### Records from a data collection
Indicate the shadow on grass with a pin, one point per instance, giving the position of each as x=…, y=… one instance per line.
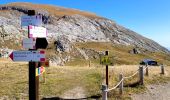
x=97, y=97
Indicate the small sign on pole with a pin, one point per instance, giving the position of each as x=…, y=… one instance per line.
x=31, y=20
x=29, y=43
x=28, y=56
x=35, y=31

### To do
An exact copy of the lines from the one with "Indicate the small" to the final line of the entries is all that the answer should hold.

### Completed task
Indicate the small sign on pole with a pin, one point per instance, giving the position of each as x=…, y=… one instance per line.
x=31, y=20
x=29, y=43
x=28, y=56
x=35, y=31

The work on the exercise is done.